§ **GIVEN PROBLEM**: Print verbatim every line starting at the one that contains "point: drummer with" and ending at the final line of the records; include both endpoints.

Location annotation dataset excerpts
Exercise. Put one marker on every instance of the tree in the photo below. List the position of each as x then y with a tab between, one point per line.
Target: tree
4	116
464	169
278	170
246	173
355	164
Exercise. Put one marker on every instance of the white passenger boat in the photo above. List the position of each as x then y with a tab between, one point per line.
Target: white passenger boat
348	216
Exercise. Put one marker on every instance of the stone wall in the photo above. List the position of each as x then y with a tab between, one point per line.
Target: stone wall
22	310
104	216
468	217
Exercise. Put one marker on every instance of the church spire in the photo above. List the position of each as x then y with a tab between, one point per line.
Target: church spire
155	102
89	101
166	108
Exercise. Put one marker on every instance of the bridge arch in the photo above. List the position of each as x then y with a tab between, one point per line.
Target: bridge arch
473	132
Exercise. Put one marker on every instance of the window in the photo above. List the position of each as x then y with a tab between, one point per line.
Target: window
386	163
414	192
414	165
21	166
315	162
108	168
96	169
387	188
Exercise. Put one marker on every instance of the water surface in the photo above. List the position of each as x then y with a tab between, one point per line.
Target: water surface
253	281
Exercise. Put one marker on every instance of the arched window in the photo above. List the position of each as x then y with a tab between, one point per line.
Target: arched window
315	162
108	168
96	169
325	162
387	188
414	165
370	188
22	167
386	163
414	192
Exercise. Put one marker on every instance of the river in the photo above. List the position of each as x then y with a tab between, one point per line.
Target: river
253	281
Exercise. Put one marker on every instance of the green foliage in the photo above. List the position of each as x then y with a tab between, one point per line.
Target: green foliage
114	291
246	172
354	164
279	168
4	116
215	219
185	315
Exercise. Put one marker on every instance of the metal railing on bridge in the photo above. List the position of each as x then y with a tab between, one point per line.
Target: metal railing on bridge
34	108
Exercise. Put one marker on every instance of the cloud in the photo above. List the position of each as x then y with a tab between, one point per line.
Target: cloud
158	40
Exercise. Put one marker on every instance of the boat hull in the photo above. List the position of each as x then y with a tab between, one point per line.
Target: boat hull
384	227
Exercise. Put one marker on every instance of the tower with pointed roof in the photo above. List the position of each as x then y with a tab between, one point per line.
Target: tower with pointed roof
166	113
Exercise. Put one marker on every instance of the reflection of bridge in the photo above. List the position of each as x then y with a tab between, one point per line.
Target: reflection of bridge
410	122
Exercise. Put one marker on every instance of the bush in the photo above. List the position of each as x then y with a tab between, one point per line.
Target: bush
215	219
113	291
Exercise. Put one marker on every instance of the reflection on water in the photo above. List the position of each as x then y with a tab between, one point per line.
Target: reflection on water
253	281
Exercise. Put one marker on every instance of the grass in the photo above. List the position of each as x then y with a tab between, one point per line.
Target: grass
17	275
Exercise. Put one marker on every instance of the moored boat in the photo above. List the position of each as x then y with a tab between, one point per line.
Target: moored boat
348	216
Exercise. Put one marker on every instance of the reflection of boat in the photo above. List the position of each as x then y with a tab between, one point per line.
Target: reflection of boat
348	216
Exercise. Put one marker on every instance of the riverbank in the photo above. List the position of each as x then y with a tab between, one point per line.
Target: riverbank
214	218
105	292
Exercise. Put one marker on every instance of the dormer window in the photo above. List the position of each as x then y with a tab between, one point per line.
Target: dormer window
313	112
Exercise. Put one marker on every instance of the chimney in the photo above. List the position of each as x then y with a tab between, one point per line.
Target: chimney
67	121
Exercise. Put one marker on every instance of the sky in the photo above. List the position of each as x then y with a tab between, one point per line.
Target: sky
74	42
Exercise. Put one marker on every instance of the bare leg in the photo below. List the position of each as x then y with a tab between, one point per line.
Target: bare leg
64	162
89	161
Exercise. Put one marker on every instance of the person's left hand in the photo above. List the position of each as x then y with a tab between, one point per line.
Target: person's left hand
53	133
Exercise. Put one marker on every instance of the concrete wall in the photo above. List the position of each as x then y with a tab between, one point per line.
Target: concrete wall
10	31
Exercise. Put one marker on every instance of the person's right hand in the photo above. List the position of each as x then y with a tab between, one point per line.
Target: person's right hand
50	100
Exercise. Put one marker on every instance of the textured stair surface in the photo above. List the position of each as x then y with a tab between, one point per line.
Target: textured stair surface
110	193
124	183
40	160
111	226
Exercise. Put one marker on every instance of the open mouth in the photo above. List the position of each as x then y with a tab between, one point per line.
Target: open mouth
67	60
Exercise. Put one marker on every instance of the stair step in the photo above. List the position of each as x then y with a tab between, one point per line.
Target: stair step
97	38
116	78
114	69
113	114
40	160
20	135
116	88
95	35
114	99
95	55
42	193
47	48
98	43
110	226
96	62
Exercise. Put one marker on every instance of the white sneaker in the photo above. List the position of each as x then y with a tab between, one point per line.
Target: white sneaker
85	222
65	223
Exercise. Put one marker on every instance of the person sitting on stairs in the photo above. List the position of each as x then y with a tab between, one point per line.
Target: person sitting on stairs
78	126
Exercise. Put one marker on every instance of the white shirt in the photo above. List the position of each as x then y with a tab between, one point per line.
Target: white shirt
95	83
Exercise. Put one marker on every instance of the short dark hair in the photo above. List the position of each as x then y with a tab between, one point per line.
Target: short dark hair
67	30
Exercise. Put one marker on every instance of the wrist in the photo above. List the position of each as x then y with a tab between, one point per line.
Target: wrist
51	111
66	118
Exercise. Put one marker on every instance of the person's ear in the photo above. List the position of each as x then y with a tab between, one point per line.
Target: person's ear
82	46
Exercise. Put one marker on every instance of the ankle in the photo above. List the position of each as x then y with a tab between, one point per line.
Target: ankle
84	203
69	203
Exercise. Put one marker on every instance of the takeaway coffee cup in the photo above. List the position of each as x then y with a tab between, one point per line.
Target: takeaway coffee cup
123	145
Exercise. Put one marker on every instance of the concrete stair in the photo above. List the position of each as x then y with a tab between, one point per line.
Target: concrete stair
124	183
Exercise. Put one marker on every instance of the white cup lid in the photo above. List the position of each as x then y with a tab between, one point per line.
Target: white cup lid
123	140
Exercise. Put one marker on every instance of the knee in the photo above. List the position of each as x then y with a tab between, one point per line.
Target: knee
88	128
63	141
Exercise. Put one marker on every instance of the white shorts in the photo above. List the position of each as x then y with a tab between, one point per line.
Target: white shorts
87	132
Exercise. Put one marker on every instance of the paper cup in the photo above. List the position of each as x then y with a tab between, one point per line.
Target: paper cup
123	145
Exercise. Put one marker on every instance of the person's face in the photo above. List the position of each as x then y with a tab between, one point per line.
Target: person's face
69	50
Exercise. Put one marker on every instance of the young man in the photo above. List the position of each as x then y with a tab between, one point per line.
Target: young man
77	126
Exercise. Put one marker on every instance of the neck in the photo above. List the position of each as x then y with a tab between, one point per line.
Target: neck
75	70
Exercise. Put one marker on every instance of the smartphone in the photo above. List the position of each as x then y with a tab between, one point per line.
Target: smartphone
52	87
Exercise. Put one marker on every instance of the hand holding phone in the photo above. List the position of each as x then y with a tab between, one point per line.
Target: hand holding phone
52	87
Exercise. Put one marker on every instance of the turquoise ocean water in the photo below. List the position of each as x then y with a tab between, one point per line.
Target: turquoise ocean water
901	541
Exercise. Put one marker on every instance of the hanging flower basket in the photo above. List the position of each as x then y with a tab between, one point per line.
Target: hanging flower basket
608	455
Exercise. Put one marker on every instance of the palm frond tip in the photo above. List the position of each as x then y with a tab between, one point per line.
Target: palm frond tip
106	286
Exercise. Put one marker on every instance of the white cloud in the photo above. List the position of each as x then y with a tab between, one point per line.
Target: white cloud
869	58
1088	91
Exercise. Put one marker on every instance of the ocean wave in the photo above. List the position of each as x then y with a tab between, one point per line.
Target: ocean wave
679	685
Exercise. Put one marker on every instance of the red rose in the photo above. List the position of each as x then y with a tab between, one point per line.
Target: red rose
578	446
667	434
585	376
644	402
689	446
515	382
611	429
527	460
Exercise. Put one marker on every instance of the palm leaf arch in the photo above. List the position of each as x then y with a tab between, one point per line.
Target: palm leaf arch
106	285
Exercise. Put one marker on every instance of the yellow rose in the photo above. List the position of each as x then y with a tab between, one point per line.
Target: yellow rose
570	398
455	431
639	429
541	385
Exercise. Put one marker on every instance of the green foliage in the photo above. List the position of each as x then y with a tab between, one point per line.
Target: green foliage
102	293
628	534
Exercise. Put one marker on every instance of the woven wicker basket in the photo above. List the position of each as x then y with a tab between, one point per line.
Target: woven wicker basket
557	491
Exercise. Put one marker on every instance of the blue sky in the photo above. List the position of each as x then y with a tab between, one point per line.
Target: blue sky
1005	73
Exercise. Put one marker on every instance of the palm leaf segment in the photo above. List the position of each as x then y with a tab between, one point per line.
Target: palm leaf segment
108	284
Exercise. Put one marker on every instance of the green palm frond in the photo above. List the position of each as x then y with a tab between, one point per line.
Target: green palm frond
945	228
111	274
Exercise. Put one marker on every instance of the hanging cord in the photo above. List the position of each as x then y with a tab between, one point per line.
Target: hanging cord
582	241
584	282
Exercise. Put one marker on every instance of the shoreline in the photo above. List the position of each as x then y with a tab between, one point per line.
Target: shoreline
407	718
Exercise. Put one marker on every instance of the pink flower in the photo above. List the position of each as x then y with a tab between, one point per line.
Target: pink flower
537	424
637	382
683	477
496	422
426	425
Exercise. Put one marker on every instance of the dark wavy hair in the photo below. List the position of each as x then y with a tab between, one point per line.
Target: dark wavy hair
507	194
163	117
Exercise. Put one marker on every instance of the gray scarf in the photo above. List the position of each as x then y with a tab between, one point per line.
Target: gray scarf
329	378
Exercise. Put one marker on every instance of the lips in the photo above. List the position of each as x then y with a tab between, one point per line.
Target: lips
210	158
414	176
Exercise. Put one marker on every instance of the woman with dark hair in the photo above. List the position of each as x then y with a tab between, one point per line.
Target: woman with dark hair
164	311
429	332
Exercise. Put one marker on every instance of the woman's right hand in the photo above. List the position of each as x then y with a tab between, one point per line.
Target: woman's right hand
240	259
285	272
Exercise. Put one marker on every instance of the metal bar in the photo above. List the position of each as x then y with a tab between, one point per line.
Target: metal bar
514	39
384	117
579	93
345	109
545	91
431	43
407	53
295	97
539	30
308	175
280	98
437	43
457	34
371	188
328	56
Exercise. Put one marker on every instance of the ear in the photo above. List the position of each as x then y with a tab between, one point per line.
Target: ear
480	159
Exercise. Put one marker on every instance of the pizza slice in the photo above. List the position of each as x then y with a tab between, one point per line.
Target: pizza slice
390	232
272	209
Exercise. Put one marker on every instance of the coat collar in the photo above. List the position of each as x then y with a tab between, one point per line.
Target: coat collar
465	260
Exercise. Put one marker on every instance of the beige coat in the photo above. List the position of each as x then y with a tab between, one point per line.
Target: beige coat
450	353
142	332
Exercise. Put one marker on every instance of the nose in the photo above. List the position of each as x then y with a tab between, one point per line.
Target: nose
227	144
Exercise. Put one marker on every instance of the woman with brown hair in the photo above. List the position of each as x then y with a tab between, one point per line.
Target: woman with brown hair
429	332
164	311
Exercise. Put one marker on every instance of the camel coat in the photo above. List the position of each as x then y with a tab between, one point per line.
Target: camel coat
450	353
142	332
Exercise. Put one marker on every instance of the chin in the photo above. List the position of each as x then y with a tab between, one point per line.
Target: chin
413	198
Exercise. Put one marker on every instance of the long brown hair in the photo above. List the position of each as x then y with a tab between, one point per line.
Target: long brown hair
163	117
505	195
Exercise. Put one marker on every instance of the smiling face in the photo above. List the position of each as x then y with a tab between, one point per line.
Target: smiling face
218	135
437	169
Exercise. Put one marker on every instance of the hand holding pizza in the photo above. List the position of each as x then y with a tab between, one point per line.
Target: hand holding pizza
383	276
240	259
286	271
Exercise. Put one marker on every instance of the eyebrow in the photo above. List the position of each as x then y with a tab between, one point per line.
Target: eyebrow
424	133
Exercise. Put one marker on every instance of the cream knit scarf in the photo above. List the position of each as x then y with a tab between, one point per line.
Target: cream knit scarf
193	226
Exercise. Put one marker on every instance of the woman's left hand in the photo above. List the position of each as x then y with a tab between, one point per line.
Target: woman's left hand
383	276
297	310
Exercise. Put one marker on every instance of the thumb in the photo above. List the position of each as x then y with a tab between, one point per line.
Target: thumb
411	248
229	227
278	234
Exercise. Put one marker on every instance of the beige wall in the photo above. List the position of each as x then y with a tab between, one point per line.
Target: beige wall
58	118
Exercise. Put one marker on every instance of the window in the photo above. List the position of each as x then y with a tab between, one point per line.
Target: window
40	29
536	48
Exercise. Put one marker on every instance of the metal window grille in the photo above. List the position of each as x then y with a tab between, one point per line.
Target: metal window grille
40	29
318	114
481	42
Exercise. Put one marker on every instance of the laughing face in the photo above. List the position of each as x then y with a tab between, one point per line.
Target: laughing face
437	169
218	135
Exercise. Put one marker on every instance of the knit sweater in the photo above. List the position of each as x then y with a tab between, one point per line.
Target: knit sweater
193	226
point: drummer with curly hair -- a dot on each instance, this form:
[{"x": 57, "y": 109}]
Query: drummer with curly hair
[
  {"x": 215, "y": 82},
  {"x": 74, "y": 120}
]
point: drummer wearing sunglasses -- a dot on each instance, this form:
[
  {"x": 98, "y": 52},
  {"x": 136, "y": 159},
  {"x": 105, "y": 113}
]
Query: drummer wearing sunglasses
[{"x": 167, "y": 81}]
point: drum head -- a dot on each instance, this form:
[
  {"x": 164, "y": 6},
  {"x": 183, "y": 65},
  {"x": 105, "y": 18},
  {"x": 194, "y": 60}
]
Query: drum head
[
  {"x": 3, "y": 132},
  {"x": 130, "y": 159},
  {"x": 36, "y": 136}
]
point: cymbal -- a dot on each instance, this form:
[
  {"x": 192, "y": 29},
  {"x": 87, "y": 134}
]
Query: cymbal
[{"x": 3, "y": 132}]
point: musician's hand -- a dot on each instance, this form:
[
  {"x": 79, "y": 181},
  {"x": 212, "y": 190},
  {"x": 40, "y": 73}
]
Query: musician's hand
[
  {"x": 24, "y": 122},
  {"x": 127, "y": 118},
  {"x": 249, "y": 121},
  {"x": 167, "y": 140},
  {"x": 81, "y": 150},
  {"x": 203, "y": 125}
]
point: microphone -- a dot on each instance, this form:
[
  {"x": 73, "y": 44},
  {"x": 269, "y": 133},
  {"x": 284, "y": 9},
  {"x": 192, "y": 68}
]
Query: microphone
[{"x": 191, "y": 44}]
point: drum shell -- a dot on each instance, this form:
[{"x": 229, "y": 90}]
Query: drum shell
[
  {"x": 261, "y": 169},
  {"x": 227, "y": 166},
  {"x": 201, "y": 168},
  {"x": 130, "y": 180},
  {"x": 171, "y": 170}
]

§ **EXERCISE SOLUTION**:
point: drummer with curly hair -- a dot on each instance, this form:
[{"x": 57, "y": 109}]
Query: drummer with curly hair
[
  {"x": 215, "y": 82},
  {"x": 74, "y": 120}
]
point: drummer wearing sunglasses -- a dot on each instance, this form:
[
  {"x": 98, "y": 52},
  {"x": 136, "y": 159},
  {"x": 105, "y": 113}
]
Query: drummer wearing sunglasses
[{"x": 167, "y": 81}]
point: drum head -- a dot on each instance, this form:
[
  {"x": 164, "y": 6},
  {"x": 183, "y": 65},
  {"x": 105, "y": 18},
  {"x": 194, "y": 60}
]
Query: drum head
[
  {"x": 3, "y": 132},
  {"x": 130, "y": 159},
  {"x": 36, "y": 136}
]
point: cymbal -- a dot on each instance, this form:
[
  {"x": 192, "y": 29},
  {"x": 87, "y": 134}
]
Query: cymbal
[{"x": 3, "y": 132}]
point: musician's hand -- a dot on each instance, this form:
[
  {"x": 79, "y": 181},
  {"x": 212, "y": 190},
  {"x": 40, "y": 73}
]
Query: musician's hand
[
  {"x": 24, "y": 122},
  {"x": 127, "y": 118},
  {"x": 249, "y": 121},
  {"x": 167, "y": 140},
  {"x": 81, "y": 150},
  {"x": 203, "y": 125}
]
point: microphone -- a dot on each instance, this form:
[
  {"x": 73, "y": 44},
  {"x": 269, "y": 133},
  {"x": 284, "y": 9},
  {"x": 192, "y": 68}
]
Query: microphone
[{"x": 191, "y": 44}]
point: drum shell -- a dot on each instance, this form:
[{"x": 229, "y": 90}]
Query: drum shell
[
  {"x": 261, "y": 169},
  {"x": 227, "y": 166},
  {"x": 201, "y": 168},
  {"x": 130, "y": 180},
  {"x": 171, "y": 170}
]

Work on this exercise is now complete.